## GIVEN RECORDS:
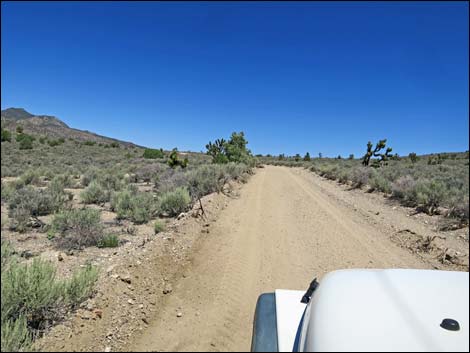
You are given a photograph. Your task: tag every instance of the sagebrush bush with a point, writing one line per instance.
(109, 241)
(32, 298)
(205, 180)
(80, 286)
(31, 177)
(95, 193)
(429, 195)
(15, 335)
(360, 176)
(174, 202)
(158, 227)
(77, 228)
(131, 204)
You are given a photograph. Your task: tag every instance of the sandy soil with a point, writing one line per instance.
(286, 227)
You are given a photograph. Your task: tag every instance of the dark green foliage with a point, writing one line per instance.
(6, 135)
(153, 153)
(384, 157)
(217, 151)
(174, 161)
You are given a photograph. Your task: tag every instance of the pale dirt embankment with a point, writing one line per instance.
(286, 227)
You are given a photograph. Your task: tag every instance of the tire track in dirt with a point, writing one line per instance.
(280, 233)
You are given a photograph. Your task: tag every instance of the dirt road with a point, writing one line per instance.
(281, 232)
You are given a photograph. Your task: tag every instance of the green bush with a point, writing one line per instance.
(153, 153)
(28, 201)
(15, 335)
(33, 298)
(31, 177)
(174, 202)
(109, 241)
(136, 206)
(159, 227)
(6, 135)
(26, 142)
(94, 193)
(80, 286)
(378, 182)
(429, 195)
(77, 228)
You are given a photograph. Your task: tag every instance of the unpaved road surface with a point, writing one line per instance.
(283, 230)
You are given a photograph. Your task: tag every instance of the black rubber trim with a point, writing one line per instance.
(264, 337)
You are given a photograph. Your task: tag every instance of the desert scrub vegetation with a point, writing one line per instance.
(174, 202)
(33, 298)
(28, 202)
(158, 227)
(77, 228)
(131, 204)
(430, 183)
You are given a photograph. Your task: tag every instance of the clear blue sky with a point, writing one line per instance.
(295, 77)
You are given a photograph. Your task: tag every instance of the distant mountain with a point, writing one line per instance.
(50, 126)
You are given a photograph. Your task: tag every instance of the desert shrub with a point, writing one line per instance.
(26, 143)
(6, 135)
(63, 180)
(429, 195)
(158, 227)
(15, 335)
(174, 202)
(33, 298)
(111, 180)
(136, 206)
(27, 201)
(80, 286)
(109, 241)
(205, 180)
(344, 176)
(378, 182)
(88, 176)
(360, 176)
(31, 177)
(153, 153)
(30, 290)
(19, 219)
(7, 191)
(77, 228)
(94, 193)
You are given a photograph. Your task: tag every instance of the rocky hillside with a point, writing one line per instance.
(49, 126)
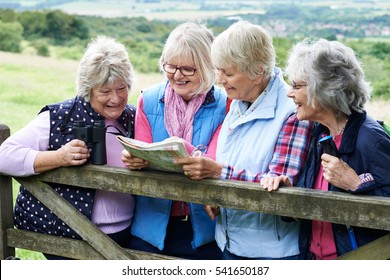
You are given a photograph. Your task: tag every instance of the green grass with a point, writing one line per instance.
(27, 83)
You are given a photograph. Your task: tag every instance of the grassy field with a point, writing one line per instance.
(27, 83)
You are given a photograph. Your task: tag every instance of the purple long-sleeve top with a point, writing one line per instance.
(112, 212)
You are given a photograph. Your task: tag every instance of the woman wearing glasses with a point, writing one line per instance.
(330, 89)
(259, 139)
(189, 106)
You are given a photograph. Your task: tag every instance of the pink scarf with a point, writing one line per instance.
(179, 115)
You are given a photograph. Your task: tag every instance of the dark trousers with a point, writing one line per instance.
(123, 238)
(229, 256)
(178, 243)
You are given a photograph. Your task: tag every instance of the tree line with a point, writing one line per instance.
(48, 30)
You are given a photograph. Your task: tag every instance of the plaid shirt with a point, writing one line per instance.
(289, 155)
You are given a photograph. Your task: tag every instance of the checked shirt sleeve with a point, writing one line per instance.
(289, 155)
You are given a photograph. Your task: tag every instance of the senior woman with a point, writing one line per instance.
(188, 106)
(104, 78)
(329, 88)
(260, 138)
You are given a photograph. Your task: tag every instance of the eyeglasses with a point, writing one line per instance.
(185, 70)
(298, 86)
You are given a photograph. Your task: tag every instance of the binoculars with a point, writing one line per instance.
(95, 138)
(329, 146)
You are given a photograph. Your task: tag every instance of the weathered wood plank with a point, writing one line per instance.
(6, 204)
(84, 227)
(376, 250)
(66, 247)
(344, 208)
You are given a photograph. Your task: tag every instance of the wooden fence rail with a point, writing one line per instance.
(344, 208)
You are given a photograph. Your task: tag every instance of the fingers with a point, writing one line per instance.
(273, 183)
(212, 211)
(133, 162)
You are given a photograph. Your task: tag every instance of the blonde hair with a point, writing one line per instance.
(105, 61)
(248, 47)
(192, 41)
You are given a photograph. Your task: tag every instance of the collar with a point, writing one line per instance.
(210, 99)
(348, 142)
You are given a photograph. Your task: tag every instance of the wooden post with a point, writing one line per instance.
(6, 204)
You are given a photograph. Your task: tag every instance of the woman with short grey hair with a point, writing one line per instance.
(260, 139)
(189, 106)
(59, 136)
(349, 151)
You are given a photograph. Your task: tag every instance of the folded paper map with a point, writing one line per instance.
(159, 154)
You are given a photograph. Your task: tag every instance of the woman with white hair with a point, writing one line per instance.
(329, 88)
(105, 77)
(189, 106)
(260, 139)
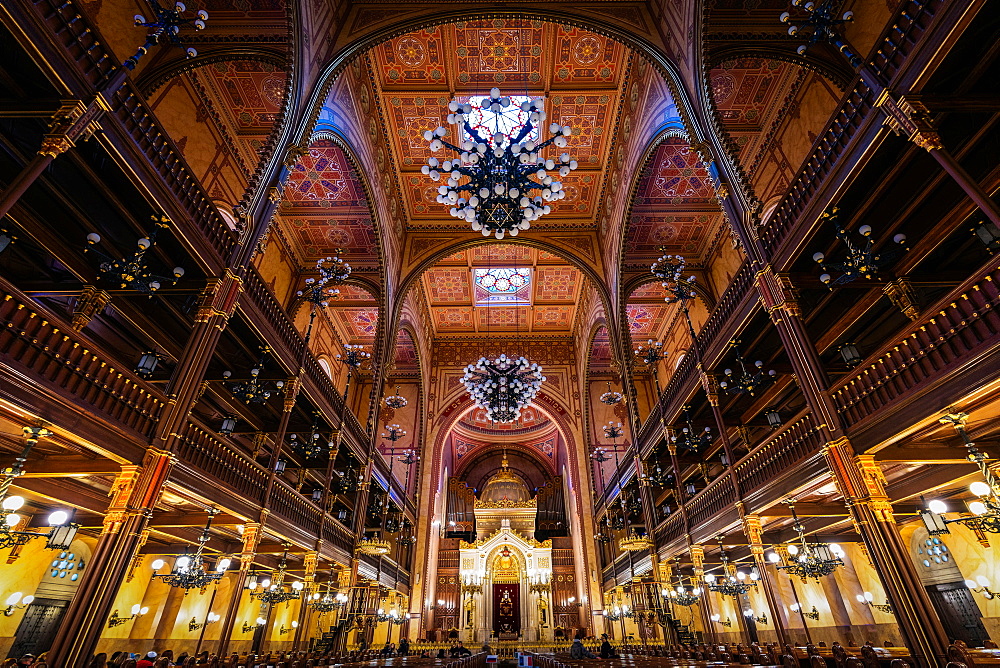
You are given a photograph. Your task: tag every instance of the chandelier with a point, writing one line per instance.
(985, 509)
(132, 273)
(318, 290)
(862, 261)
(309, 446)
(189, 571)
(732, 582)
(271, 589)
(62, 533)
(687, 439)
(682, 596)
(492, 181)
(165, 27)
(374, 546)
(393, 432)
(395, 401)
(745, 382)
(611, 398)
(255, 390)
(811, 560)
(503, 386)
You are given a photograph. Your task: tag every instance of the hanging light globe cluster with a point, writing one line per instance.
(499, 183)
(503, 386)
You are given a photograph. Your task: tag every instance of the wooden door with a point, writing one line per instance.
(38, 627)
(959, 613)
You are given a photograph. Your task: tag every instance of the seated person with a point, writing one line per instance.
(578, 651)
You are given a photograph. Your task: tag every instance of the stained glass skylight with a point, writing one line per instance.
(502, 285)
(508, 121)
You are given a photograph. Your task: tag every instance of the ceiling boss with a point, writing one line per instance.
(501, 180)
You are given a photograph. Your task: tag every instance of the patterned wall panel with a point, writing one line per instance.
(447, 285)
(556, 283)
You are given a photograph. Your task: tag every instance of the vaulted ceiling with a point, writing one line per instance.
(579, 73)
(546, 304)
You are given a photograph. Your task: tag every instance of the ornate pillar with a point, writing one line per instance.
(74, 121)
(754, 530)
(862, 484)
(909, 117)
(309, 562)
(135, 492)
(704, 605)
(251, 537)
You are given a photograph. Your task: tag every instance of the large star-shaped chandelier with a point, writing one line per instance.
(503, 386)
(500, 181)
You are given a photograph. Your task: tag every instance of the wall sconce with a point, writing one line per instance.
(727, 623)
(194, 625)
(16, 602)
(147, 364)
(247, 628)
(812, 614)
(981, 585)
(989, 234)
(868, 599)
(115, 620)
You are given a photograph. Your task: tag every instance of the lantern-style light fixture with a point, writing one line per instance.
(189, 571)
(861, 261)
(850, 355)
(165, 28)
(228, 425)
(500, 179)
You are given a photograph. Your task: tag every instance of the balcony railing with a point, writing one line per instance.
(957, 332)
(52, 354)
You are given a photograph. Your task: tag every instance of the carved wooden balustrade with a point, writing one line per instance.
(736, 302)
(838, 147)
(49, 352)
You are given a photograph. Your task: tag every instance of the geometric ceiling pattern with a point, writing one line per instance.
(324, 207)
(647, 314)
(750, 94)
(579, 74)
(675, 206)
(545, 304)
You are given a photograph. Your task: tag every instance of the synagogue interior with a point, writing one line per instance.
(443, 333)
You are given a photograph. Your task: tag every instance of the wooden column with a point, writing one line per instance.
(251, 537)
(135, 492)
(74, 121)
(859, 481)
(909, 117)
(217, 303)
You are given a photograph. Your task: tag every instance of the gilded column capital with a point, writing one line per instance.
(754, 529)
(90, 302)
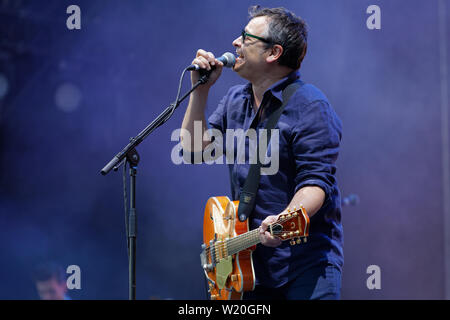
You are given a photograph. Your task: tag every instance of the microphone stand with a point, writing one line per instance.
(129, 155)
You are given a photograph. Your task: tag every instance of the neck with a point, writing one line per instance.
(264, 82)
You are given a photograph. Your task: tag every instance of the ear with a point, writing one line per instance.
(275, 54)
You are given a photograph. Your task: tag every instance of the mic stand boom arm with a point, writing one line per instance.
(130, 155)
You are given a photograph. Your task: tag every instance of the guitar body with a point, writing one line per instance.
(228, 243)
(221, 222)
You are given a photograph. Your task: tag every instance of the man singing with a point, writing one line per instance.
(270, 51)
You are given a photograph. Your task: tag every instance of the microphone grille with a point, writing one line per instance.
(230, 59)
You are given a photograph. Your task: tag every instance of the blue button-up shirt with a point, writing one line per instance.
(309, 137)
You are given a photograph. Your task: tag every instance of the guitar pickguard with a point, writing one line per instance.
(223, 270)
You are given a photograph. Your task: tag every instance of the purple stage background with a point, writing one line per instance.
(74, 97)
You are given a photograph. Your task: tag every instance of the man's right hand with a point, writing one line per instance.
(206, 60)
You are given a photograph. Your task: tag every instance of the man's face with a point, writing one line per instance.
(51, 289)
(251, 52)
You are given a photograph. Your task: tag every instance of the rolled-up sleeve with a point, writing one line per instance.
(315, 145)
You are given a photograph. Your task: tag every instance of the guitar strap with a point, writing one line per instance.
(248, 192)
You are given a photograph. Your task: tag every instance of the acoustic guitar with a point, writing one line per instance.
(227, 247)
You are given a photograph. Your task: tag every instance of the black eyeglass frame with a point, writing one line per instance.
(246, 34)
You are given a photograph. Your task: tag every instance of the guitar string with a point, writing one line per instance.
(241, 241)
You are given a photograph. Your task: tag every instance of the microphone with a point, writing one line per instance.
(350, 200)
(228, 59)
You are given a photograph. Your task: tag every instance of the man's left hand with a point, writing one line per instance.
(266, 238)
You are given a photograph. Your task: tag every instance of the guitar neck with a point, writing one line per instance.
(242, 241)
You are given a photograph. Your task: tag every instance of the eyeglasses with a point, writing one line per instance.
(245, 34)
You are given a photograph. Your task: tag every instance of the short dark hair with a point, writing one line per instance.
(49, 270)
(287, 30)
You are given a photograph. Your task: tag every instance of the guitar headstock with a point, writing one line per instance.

## WHAT THE TASK ASKS:
Starting at the line of the listing that has "the guitar strap" and continuing through the end of the listing, write those lines out again with "photograph" replaced by "image" and everything else left unchanged.

## CORRECT OUTPUT:
You are given a image. Your task: tag every instance of the guitar strap with a point, writing one line per instance.
(248, 192)
You are given a image. Your task: tag every instance of the acoustic guitar with a point, writing one line per instance.
(227, 247)
You are given a image. Your task: tag every instance of the black eyeglass frame with a point, writing one line per instance.
(246, 34)
You are given a image. Your task: tag every instance of the guitar string with a point, writing one line per instance.
(241, 241)
You are given a image. Your task: tag every instance of the microphone with a point, writing one line per instance.
(350, 200)
(228, 59)
You are given a image. Your task: tag every instance of the man's left hand with a point, writing one line per instance.
(266, 238)
You are given a image. Your task: tag every instance of the guitar neck with a point, writing one line per instance.
(242, 241)
You are given a image. Your task: tag every instance of the eyeglasses with a point, writing one line per instance.
(245, 34)
You are given a image. Your task: tag every instance of the short dark hair with a point, writing one line per instance.
(49, 270)
(287, 30)
You are given a image. Your task: tag every instance of the guitar headstock with a point, writing one line per instance.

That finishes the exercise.